→ **Texte présenté**:
'''
Les insurgés se sont emparés sans résistance en ce même dimanche de la ville de Jalalabad (est), quelques heures après avoir pris Mazar-i-Sharif, la quatrième plus grande ville afghane et le principal centre urbain du nord du pays.
"Nous nous sommes réveillés ce matin avec les drapeaux blancs des talibans partout en ville. Ils sont dans la ville. Ils sont entrés sans combattre", a déclaré à l'AFP Ahmad Wali, un habitant de Jalalabad.
En à peine dix jours, les talibans, qui avaient lancé leur offensive en mai à la faveur du début du retrait final des troupes américaines et étrangères, ont pris le contrôle de la grande majorité du pays et sont arrivés aux portes de Kaboul, désormais complètement encerclée.
Une poignée de villes mineures sont encore sous le contrôle du gouvernement. Mais elles sont dispersées et coupées de la capitale, et n'ont plus une grande valeur stratégique.
La déroute est totale pour les forces de sécurité afghanes, pourtant financées pendant 20 ans à coups de centaines de milliards de dollars par les Etats-Unis, et pour le gouvernement du président Ashraf Ghani.
Samedi, le chef de l’État avait dit faire de la "remobilisation (des) forces de sécurité et de défense" la "priorité numéro un". Mais son message, de toute évidence, n'a guère été entendu.
Celui-ci se retrouve sans autre option que de devoir choisir entre capituler et démissionner, ou poursuivre le combat pour sauver Kaboul, au risque d'être responsable d'un bain de sang.
Il avait toutefois ajouté samedi que des "consultations" étaient en cours pour trouver une "solution politique" garantissant la paix et la stabilité. Dans la soirée, le palais présidentiel a précisé qu'une délégation serait "prochainement constituée par le gouvernement et prête à négocier".
'''
(Quelques données)
'''
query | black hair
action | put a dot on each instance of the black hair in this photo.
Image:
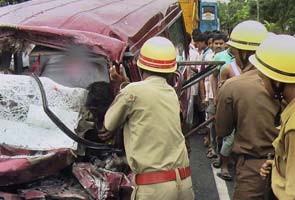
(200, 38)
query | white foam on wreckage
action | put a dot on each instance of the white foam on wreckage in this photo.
'''
'''
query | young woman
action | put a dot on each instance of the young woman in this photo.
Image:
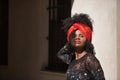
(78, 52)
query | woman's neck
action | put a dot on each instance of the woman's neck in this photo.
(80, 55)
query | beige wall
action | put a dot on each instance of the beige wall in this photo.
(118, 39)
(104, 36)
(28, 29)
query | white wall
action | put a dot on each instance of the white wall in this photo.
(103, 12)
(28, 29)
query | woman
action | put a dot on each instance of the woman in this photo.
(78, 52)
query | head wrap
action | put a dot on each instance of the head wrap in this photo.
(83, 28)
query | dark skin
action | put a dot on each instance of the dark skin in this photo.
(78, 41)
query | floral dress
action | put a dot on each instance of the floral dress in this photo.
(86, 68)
'''
→ **Consigne**: D'après l'article sur l'offensive des talibans, quelle ville les insurgés ont-ils prise quelques heures avant Jalalabad ?

→ **Réponse**: Mazar-i-Sharif, la quatrième plus grande ville afghane et le principal centre urbain du nord du pays.